Stream Kafka Topic to the Iceberg Tables with Zero-ETL
A solution from AutoMQ: open-sourced + no need for ETL pipeline maintenance
My ultimate goal is to help you break into the data engineering field and become a more impactful data engineer. I'm excited to introduce a paid membership option to take this a step further and dedicate even more time to creating in-depth, practical content.
This will allow me to produce even higher-quality articles, diving deeper into the topics that matter most for your growth and making this whole endeavor more sustainable.
To celebrate this new milestone, I’m offering a limited-time 50% discount on the annual plan.
Intro
For a long time, Kafka has been the standard for distributed messaging. It is heavily used in operational services where a service doesn’t have to communicate directly with hundreds of other services.
“I note things I want to say in a Kafka topic. If you guys want to read, consume them from Kafka. “
Many companies rely on the Kafka protocol. People also use Kafka to ingest data into an analytics repository, which can be a data warehouse, a data lake, or a lakehouse. Suppose we want to build an analytics dashboard from Kafka messages, we must build a pipeline with Kafka Connect, Spark, or Flink to consume messages from the Kafka topic, write them into files, and push these files to the data lake.
We have to handle everything from managing the pipeline to ensuring the files’ optimal physical layout.
Besides the emergence of using object storage for Kafka, ongoing efforts are being made to help organizations streamline the process of converting Kafka’s topic messages to Iceberg tables.
This article will explore the evolution of Kafka’s architecture from its original shared-nothing to the shared-data architecture. Then, we move on to the background and implementation principles behind the development of the Table Topic, the completely open-sourced feature from AutoMQ that helps users manage the end-to-end Kafka-Iceberg pipeline without user inference.
Original Kafka
LinkedIn generated vast amounts of log data, from user activity events (like logins, page views, and clicks) to operational metrics (service call latency, errors, or system resource utilization).

Extracted records:
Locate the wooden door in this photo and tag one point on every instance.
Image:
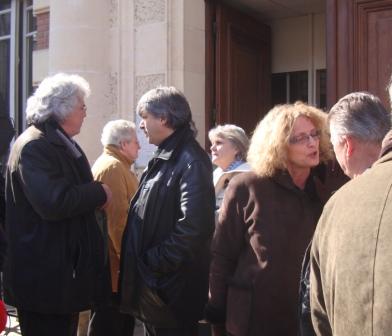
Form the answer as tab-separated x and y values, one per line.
359	48
238	68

Objective 1: In the Kafka-to-Iceberg article, retype the passage starting with "Besides the emergence" and going on through "to Iceberg tables.".
Objective 2:
Answer these questions about the Kafka-to-Iceberg article:
(a) What discount is offered on the annual plan?
(b) Which tools does the article name for building a pipeline that consumes messages from a Kafka topic?
(c) What is the name of the open-sourced AutoMQ feature for managing the Kafka-Iceberg pipeline?
Objective 3: Continue the Kafka-to-Iceberg article from the point where it stops.

Final result 1:
Besides the emergence of using object storage for Kafka, ongoing efforts are being made to help organizations streamline the process of converting Kafka’s topic messages to Iceberg tables.

Final result 2:
(a) A limited-time 50% discount.
(b) Kafka Connect, Spark, or Flink.
(c) The Table Topic.

Final result 3:
Traditionally used for tracking user engagement and system performance, this log data now enhances production features such as search relevance, recommendations, and ad targeting.
To deal with LinkedIn’s demands for log processing, a team led by Jay Kreps built a messaging system called Kafka. The system combines the benefits of traditional log aggregators and publish/subscribe messaging systems. It was designed to offer high throughput and scalability. Kafka provides an API similar to a messaging system, allowing applications to consume real-time log events.
Kafka was designed with tightly coupled compute and storage, a common approach back then, given that the network was not as fast as it is today. It achieves high throughput by leveraging the page cache and the sequential disk access pattern. Modern OS systems usually borrow unused memory (RAM) portions for the page cache. This cache populates frequently used disk data, avoiding touching the disk directly too often. Thus, the system is much faster, mitigating the latency of disk seeks.
Kafka is designed to make writing (the producers write data) and reading (the consumers consume data) happen sequentially. There is no doubt that with random access, the disk will be slower than RAM, but it can outperform memory slightly when it comes to sequential access.
However, the initial design of Kafka soon showed limitations.
Uber’s Tiered Storage
This tightly coupled design means that scaling storage requires adding more machines, leading to inefficient resource usage.
Kafka's design also relies on replication for message durability. Each partition has a single leader and followers (those storing replicas). All writes must go to the partition’s leader, and reads can be served by a leader or the partition's followers.
When the leader receives messages from producers, the leader replicates them to the followers. This ensures data durability and availability. Because Kafka storage and compute are tightly coupled, any change in cluster membership forces data to move around the network.
The challenges get amplified when companies operate Kafka on the cloud:
It can’t fully leverage the cloud's pay-as-you-go pricing model, as computing and storage cannot be scaled independently.
It can incur significant cross-availability-zone (AZ) data transfer fees because messages are replicated across different AZs.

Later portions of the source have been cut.